Geben Sie den wesentlichen Inhalt des Textausschnitts in genau zwei Sätzen wieder.

:: TEXTAUSSCHNITT ::
"""

Besprechung
Frisch von der FBI-Schule kommt der Heißsporn und karrieregeile Musterschüler Johnny Utah (Keanu Reeves) nach Los Angeles, der Hauptstadt der Bankraube. Schnell hat er seinen ersten Fall. Vier Typen, maskiert als Ex-Präsidenten, haben in drei Jahren 27 Banken ausgeraubt. Niemand weiß, wer sie sind. Utah krallt sich an diesem Fall fest. Sehr zum Leidwesen seines Partners, dem FBI-Veteran Pappas (Gary Busey). Der hat keinen Bock auf diesen Frischling. Utah bringt Pappas auf seine Seite. So erfährt Utah, dass der alte Agent eine Theorie zu den Bankräubern hat, die allgemein für Gelächter beim FBI sorgt. Pappas vermutet, dass Surfer hinter den Überfällen stecken.
Utah kauft sich ein Surfboard und will so am Strand abhängen, um Informationen zu bekommen. Doch so läuft das nicht. Surfer sind eine eingeschworene, elitäre Gruppe. Utah muss das Surfen lernen, um als Surfer durchzugehen. Da läuft er Tyler (Lori Petty) über den Weg. Utah manipuliert die junge Frau, so dass sie ihm das Wellenreiten beibringt.
Über Tyler lernt Utah Bodhi (Patrick Swayze) kennen. Der hängt mit seinen Kumpels Grommet (Bojesse Christopher), Nathaniel (John Philbin) und Roach (James Le Gros) immer am Strand ab. Bodhi ist ein Suchender. Er sucht nach „der einen Welle“. Wie alle in seiner Gang ist Bodhi ein Adrenalin-Junkie. Utah freundet sich mit Bodhi an, der wird eine Art Vorbild für den verdeckten Ermittler. Allmählich begreift Utah, was es bedeutet zu surfen.
Meinung von Nils
Gefährliche Brandung ist einer der Filme, die gefühlt von jedem (älteren) Kinogänger mit einem leuchten in den Augen erwähnt wird. Es geht um Adrenalin-Junkies, um Leute, die dem Tod mit einem fetten Grinsen im Gesicht in die Augen starren. Der Film handelt aber auch von Surfern, von Menschen, die eins werden mit der Natur und sie zugleich zu fürchten wissen. Das Surfen hat hier eine spirituelle Natur. Das wird überdeutlich. Ich denke, den Film muss man auf der Großleinwand sehen, dann packt er vermutlich jeden – die Aufnahmen der Surfer in ihren Tunneln sind atemraubend.

"""

:: GESPEICHERTE DATEN ::
"""

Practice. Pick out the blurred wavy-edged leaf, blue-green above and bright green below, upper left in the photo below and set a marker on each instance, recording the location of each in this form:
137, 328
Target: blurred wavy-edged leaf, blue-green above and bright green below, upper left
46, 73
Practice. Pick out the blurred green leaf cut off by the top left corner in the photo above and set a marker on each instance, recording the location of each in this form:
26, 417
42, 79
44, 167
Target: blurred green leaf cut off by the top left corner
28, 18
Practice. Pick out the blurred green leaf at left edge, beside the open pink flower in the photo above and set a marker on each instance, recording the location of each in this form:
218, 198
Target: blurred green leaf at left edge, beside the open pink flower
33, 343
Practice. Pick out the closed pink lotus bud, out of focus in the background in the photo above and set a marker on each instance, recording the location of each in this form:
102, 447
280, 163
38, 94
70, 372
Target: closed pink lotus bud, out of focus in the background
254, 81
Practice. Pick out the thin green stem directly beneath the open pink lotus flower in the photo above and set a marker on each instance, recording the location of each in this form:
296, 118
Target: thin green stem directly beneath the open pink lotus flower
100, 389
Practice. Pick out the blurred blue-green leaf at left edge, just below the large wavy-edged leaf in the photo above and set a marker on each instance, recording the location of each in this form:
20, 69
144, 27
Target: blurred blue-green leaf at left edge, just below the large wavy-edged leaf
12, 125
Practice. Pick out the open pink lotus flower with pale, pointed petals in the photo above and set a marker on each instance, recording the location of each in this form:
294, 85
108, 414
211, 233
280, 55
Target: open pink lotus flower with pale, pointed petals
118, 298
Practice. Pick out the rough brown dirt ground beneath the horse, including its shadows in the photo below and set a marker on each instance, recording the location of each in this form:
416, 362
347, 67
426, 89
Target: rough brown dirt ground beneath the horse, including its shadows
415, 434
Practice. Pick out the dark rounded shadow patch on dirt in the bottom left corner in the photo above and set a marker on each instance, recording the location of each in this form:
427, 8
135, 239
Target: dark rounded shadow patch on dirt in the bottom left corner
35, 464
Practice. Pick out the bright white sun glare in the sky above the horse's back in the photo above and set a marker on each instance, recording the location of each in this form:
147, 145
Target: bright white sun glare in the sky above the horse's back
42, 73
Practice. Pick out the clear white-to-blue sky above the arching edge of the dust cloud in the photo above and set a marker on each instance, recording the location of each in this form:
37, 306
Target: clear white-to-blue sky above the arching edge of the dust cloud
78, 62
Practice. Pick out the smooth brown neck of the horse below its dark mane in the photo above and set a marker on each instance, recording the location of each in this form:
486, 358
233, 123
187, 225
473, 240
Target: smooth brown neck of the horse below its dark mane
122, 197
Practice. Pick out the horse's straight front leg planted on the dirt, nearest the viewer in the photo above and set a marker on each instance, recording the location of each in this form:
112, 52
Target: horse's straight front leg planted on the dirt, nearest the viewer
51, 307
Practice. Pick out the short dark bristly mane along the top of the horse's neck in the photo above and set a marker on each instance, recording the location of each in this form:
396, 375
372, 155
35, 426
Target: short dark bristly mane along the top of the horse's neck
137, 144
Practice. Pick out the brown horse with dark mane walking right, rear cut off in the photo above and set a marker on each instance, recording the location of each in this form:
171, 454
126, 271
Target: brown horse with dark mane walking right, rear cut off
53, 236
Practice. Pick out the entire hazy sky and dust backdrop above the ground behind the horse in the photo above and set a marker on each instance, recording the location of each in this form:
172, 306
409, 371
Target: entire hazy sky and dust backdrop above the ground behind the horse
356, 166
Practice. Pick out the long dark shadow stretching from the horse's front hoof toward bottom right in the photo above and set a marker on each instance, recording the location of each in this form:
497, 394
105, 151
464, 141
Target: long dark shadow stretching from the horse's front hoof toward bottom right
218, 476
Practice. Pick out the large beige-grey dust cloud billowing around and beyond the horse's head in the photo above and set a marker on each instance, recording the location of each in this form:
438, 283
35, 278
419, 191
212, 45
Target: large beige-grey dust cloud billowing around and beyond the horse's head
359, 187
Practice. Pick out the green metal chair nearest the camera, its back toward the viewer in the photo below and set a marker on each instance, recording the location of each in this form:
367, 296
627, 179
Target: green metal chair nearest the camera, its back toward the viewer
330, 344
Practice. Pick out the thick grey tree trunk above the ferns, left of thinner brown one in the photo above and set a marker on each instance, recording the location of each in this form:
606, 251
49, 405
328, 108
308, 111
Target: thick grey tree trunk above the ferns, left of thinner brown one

"""

:: ANTWORTFELD ::
Der frisch von der FBI-Schule kommende Johnny Utah übernimmt in Los Angeles als ersten Fall die Suche nach vier maskierten Tätern, die in drei Jahren 27 Banken ausgeraubt haben, und versucht nach der Theorie seines Partners Pappas, dass Surfer dahinterstecken, als Surfer durchzugehen, wobei Tyler ihm das Wellenreiten beibringt und er sich mit Bodhi anfreundet. In der Meinung von Nils heißt es, der Film handle von Adrenalin-Junkies und von Surfern, bei denen das Surfen eine spirituelle Natur habe, und man müsse ihn wegen der atemraubenden Aufnahmen der Surfer auf der Großleinwand sehen.